> _EXERCISE DIRECTIONS_
Report each line in the items below that contains the word "hair", copying every such line in full.

--- start ---

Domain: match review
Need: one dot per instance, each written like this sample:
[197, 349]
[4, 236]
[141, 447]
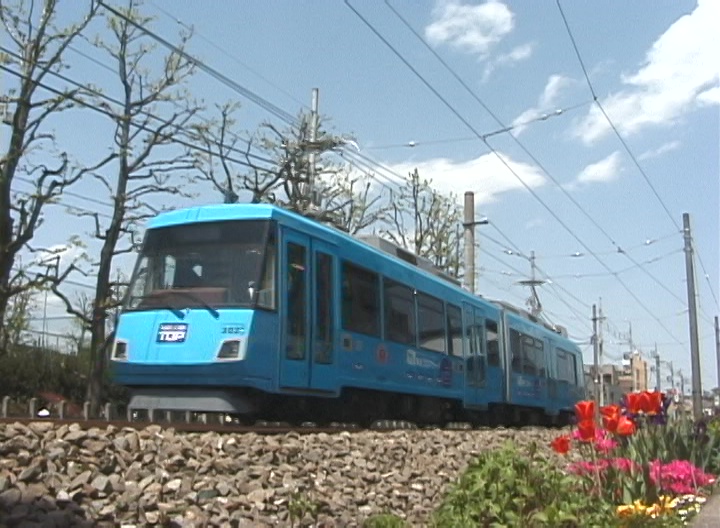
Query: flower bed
[634, 456]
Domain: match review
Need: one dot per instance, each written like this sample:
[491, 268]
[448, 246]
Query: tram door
[475, 357]
[307, 313]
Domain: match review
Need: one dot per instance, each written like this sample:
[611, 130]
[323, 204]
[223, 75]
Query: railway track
[260, 427]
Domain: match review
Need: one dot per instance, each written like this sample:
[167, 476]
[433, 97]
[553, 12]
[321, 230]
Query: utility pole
[469, 224]
[692, 314]
[534, 300]
[657, 369]
[631, 356]
[717, 348]
[600, 354]
[596, 356]
[672, 377]
[314, 124]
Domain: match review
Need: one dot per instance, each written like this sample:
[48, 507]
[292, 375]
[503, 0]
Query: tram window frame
[394, 330]
[515, 346]
[453, 331]
[361, 314]
[568, 372]
[492, 346]
[324, 306]
[427, 305]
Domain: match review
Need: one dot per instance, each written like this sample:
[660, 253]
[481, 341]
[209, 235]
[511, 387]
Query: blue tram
[253, 310]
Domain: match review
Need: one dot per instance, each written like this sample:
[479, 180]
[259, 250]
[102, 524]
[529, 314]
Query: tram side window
[516, 351]
[454, 325]
[528, 355]
[360, 300]
[493, 345]
[399, 312]
[324, 307]
[431, 323]
[567, 366]
[540, 358]
[297, 301]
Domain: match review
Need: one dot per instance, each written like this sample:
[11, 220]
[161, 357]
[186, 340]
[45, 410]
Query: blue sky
[615, 198]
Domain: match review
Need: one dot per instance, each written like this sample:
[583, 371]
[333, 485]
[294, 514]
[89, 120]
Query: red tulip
[561, 444]
[654, 402]
[611, 422]
[634, 403]
[585, 410]
[626, 426]
[610, 410]
[586, 428]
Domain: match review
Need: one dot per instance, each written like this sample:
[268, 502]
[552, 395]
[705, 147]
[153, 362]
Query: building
[612, 392]
[635, 374]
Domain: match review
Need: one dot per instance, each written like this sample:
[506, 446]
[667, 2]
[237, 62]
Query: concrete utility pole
[469, 224]
[596, 356]
[717, 348]
[534, 300]
[692, 314]
[314, 124]
[600, 354]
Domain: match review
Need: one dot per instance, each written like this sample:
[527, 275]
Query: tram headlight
[120, 351]
[232, 349]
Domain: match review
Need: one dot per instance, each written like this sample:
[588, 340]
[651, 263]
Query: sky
[586, 130]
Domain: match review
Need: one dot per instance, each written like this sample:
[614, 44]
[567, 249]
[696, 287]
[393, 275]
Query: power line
[113, 116]
[509, 128]
[235, 86]
[228, 55]
[502, 159]
[97, 93]
[534, 159]
[622, 140]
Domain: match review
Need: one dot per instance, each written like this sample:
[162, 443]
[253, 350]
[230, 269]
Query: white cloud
[470, 28]
[605, 170]
[662, 149]
[487, 176]
[547, 102]
[517, 54]
[680, 72]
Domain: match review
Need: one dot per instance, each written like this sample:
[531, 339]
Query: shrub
[506, 488]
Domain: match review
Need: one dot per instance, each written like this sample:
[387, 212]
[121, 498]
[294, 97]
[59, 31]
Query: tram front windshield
[210, 265]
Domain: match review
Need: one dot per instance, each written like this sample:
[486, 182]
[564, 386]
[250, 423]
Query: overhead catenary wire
[527, 152]
[504, 162]
[230, 56]
[543, 117]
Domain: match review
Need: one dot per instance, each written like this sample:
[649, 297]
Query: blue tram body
[252, 309]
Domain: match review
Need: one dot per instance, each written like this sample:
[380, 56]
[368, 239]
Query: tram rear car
[251, 309]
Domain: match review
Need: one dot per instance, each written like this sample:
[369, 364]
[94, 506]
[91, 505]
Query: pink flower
[679, 476]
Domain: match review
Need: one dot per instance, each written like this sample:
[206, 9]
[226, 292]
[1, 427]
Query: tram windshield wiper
[197, 299]
[163, 306]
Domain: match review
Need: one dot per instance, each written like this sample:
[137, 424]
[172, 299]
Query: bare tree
[426, 222]
[17, 319]
[273, 167]
[34, 51]
[153, 113]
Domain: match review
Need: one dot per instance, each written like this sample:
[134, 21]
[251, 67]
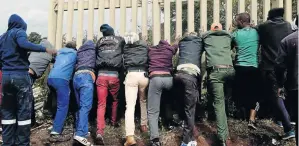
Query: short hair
[245, 17]
[71, 44]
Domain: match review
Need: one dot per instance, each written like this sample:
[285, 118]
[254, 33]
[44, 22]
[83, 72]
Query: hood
[45, 43]
[87, 45]
[15, 21]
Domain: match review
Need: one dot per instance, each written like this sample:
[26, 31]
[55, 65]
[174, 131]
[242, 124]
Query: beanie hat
[107, 30]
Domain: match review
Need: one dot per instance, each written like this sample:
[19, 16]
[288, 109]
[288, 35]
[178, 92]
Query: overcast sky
[35, 14]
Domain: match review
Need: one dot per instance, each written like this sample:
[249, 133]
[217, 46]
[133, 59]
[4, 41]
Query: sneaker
[279, 124]
[99, 140]
[192, 143]
[82, 140]
[252, 124]
[155, 142]
[59, 138]
[288, 135]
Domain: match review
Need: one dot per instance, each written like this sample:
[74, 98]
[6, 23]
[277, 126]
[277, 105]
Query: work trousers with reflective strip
[16, 108]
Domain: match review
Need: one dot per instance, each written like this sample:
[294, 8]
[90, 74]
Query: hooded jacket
[271, 33]
[14, 47]
[136, 55]
[86, 56]
[39, 61]
[160, 57]
[109, 52]
[64, 65]
[190, 49]
[218, 45]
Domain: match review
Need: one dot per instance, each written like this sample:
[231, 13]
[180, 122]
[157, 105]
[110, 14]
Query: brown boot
[143, 128]
[130, 141]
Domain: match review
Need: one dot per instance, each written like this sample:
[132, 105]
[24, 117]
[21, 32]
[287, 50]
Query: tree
[34, 37]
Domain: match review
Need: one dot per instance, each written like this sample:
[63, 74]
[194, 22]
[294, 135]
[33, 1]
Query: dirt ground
[267, 134]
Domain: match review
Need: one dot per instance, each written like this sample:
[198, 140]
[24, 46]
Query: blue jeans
[16, 109]
[62, 88]
[83, 87]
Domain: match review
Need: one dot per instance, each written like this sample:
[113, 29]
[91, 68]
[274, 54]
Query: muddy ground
[267, 134]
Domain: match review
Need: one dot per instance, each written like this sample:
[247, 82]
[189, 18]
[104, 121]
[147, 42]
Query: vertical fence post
[203, 15]
[52, 22]
[167, 20]
[229, 14]
[156, 22]
[90, 19]
[112, 13]
[134, 16]
[144, 19]
[70, 15]
[59, 30]
[288, 10]
[101, 15]
[216, 11]
[123, 10]
[190, 15]
[178, 22]
[253, 11]
[266, 9]
[80, 23]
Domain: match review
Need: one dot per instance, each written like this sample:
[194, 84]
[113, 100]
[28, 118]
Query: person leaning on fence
[161, 80]
[16, 82]
[58, 81]
[83, 83]
[246, 42]
[271, 33]
[39, 62]
[287, 62]
[187, 78]
[109, 50]
[136, 65]
[217, 45]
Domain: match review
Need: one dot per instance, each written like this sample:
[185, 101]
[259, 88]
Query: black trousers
[189, 86]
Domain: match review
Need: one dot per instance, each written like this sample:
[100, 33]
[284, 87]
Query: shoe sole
[289, 137]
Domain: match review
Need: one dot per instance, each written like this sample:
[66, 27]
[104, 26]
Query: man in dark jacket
[287, 62]
[39, 62]
[17, 90]
[271, 33]
[187, 78]
[83, 85]
[136, 65]
[109, 50]
[217, 45]
[160, 73]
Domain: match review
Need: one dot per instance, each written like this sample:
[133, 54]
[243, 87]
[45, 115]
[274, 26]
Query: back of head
[15, 21]
[131, 37]
[276, 12]
[107, 30]
[71, 45]
[216, 26]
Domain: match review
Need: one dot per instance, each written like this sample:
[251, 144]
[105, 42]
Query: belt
[220, 67]
[136, 70]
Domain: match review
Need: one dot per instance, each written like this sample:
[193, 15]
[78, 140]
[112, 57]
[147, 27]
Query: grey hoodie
[39, 61]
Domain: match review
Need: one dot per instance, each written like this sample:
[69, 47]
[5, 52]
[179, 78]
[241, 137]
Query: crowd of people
[266, 54]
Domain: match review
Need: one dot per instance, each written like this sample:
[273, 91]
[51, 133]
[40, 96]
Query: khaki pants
[135, 84]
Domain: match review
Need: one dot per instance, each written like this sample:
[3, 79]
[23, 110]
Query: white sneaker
[192, 143]
[82, 140]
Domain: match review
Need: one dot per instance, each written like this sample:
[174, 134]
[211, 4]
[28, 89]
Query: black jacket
[190, 50]
[271, 33]
[287, 61]
[136, 55]
[109, 51]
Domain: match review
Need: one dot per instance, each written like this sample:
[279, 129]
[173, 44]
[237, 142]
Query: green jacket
[218, 46]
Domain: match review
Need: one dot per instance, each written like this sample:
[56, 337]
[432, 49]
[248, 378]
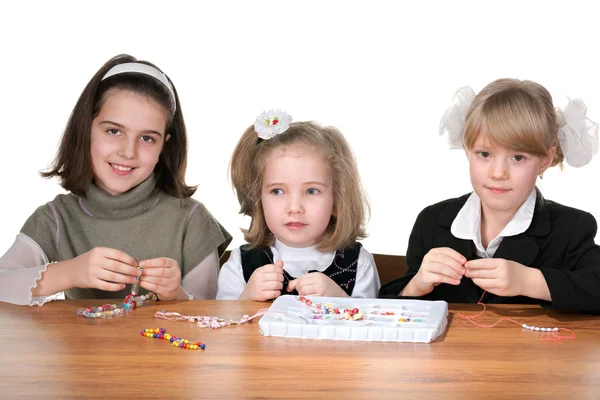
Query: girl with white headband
[505, 241]
[122, 158]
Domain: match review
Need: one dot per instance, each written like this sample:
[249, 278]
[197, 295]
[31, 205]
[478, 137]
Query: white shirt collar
[467, 224]
[299, 260]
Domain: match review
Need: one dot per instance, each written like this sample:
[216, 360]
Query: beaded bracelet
[131, 301]
[161, 333]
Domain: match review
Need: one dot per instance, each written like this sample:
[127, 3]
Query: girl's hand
[161, 276]
[440, 265]
[265, 283]
[105, 269]
[498, 276]
[316, 284]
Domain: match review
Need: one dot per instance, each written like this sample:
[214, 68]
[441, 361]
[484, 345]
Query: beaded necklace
[550, 334]
[161, 333]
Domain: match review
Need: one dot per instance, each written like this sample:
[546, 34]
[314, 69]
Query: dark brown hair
[73, 165]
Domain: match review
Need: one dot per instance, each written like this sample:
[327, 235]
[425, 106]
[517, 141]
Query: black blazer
[559, 242]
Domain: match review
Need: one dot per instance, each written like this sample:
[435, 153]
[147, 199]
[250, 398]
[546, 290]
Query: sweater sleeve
[21, 267]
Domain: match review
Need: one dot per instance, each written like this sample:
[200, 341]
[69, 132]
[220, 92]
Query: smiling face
[127, 137]
[503, 178]
[297, 195]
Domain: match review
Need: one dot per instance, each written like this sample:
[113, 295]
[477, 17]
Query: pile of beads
[116, 310]
[161, 333]
[206, 321]
[322, 309]
[403, 319]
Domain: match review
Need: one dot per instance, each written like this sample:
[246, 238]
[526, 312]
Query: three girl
[123, 159]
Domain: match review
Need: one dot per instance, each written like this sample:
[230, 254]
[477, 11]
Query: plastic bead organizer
[382, 320]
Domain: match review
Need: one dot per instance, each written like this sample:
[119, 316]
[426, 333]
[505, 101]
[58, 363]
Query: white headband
[142, 69]
[578, 136]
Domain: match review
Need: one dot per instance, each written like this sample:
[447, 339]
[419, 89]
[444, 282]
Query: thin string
[204, 321]
[553, 336]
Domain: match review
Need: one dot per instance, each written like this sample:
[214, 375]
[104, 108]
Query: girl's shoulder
[561, 214]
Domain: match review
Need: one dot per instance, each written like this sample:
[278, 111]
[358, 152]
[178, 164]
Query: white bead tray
[387, 320]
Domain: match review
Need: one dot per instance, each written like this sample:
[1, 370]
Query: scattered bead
[161, 333]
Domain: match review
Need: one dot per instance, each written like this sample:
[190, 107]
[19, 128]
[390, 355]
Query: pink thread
[553, 336]
[207, 321]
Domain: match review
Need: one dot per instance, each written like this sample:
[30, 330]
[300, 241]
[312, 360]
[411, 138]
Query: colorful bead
[161, 333]
[538, 329]
[130, 302]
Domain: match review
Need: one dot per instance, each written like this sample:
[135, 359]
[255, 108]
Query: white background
[383, 72]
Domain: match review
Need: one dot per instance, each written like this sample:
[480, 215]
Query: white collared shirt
[467, 224]
[297, 262]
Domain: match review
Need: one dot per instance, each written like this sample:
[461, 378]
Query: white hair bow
[579, 135]
[453, 121]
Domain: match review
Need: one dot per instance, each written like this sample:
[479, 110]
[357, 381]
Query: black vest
[342, 270]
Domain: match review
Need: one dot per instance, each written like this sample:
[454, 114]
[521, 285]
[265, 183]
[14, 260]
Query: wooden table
[51, 352]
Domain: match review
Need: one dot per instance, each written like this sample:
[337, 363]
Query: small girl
[505, 241]
[122, 157]
[299, 184]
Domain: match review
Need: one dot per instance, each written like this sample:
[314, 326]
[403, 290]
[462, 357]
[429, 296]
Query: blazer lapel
[446, 239]
[524, 248]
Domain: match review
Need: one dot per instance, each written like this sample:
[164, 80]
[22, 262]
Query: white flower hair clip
[579, 135]
[453, 121]
[271, 123]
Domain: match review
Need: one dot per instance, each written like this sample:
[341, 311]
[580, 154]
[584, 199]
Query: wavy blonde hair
[517, 115]
[350, 205]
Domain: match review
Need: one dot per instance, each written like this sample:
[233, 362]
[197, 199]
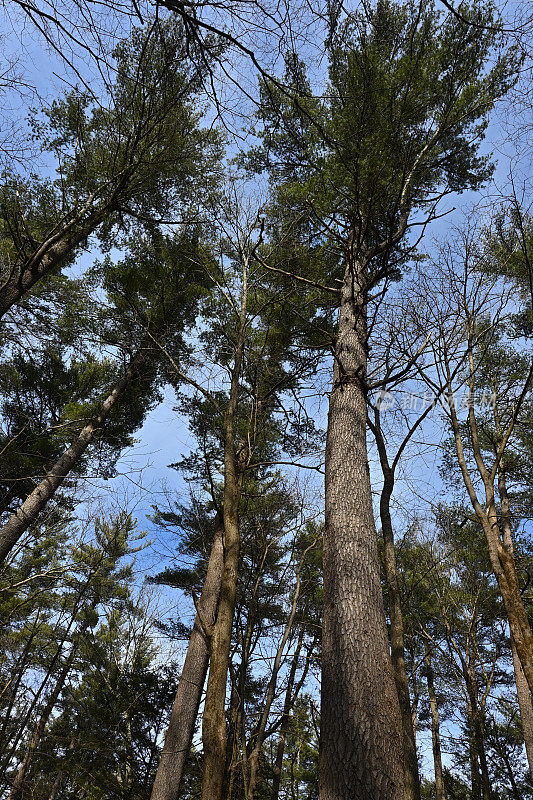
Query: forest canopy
[266, 300]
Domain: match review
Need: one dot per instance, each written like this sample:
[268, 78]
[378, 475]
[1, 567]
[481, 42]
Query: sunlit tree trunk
[361, 755]
[440, 793]
[187, 701]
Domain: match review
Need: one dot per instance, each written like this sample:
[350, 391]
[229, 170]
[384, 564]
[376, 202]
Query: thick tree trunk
[28, 512]
[187, 701]
[440, 793]
[20, 778]
[361, 754]
[396, 632]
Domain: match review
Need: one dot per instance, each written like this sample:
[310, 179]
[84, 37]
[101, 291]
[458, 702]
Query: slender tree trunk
[187, 701]
[525, 706]
[30, 509]
[440, 793]
[499, 548]
[214, 733]
[475, 775]
[253, 758]
[20, 778]
[522, 689]
[479, 735]
[396, 632]
[361, 754]
[54, 791]
[56, 249]
[287, 705]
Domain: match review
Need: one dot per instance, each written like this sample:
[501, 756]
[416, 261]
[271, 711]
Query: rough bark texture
[440, 793]
[499, 546]
[214, 733]
[361, 754]
[478, 733]
[53, 251]
[525, 706]
[17, 788]
[28, 512]
[522, 689]
[396, 634]
[282, 737]
[187, 701]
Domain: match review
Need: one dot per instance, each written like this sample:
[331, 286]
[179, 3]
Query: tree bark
[478, 733]
[440, 793]
[30, 509]
[396, 632]
[54, 250]
[525, 706]
[187, 701]
[361, 754]
[522, 689]
[259, 734]
[475, 775]
[287, 705]
[499, 548]
[20, 778]
[214, 733]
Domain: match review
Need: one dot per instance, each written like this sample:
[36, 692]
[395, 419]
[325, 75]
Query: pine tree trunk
[287, 705]
[214, 732]
[361, 754]
[187, 701]
[475, 775]
[440, 793]
[525, 706]
[20, 778]
[28, 512]
[478, 733]
[396, 633]
[522, 688]
[499, 547]
[49, 254]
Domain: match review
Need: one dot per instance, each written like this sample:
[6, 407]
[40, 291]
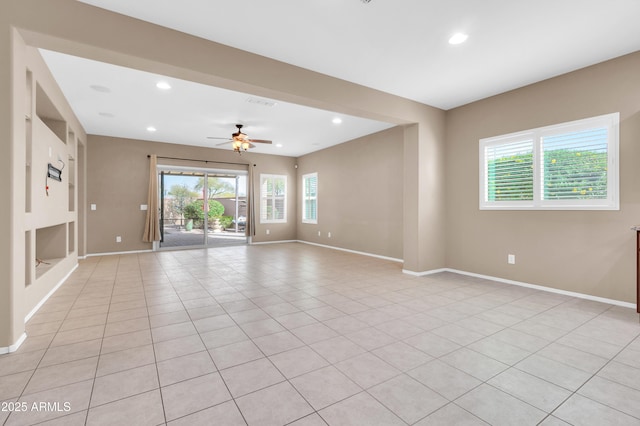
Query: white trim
[536, 136]
[424, 273]
[53, 290]
[120, 252]
[547, 289]
[353, 251]
[273, 198]
[15, 346]
[260, 243]
[304, 198]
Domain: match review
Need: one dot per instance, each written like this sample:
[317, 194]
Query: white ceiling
[127, 101]
[397, 46]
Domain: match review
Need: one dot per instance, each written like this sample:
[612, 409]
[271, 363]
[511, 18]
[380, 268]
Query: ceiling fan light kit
[240, 141]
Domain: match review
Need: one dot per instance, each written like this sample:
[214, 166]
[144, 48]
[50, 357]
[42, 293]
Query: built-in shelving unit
[29, 138]
[50, 205]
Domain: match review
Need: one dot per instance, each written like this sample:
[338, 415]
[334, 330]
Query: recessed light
[458, 38]
[102, 89]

--- end ---

> _EXERCISE OUTPUT_
Query: short hair
Query: dark brown hair
Query: white hair bow
Query: white flower hair clip
Query: wavy blonde hair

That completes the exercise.